● WHAT TO DO
Quote the listing in full, exactly as given, minus any pictures.

● DATA
+ + + +

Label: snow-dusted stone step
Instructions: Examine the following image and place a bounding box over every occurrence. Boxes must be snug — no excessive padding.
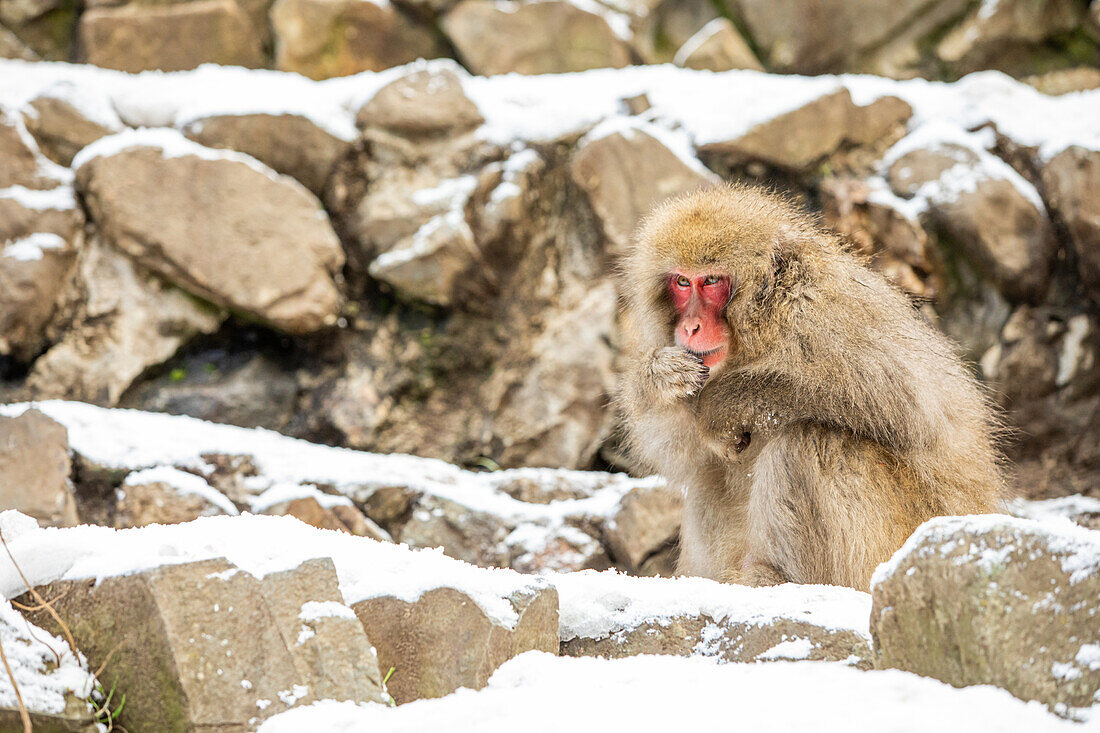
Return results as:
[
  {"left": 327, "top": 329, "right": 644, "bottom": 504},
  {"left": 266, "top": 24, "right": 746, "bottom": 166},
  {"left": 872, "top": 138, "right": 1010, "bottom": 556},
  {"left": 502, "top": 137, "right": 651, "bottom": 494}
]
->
[
  {"left": 253, "top": 654, "right": 1081, "bottom": 733},
  {"left": 0, "top": 401, "right": 655, "bottom": 572},
  {"left": 17, "top": 548, "right": 383, "bottom": 731},
  {"left": 551, "top": 571, "right": 871, "bottom": 668},
  {"left": 0, "top": 512, "right": 558, "bottom": 731},
  {"left": 0, "top": 601, "right": 100, "bottom": 733},
  {"left": 73, "top": 129, "right": 344, "bottom": 333},
  {"left": 871, "top": 515, "right": 1100, "bottom": 714},
  {"left": 699, "top": 89, "right": 913, "bottom": 171}
]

+ + + +

● TASK SOLUTION
Label: snow-dusted stone step
Instructions: Examine the following image and place a bounding box over every occurrence. Boxes must be snug — no excessive padding.
Return results as:
[
  {"left": 327, "top": 329, "right": 644, "bottom": 504},
  {"left": 266, "top": 24, "right": 746, "bottom": 166},
  {"left": 872, "top": 138, "right": 1010, "bottom": 556},
  {"left": 502, "top": 137, "right": 651, "bottom": 494}
]
->
[
  {"left": 253, "top": 654, "right": 1081, "bottom": 733},
  {"left": 0, "top": 401, "right": 655, "bottom": 572},
  {"left": 17, "top": 548, "right": 383, "bottom": 731},
  {"left": 551, "top": 571, "right": 871, "bottom": 668},
  {"left": 0, "top": 512, "right": 558, "bottom": 731},
  {"left": 0, "top": 601, "right": 100, "bottom": 733},
  {"left": 73, "top": 129, "right": 344, "bottom": 333},
  {"left": 871, "top": 515, "right": 1100, "bottom": 714},
  {"left": 699, "top": 89, "right": 913, "bottom": 171}
]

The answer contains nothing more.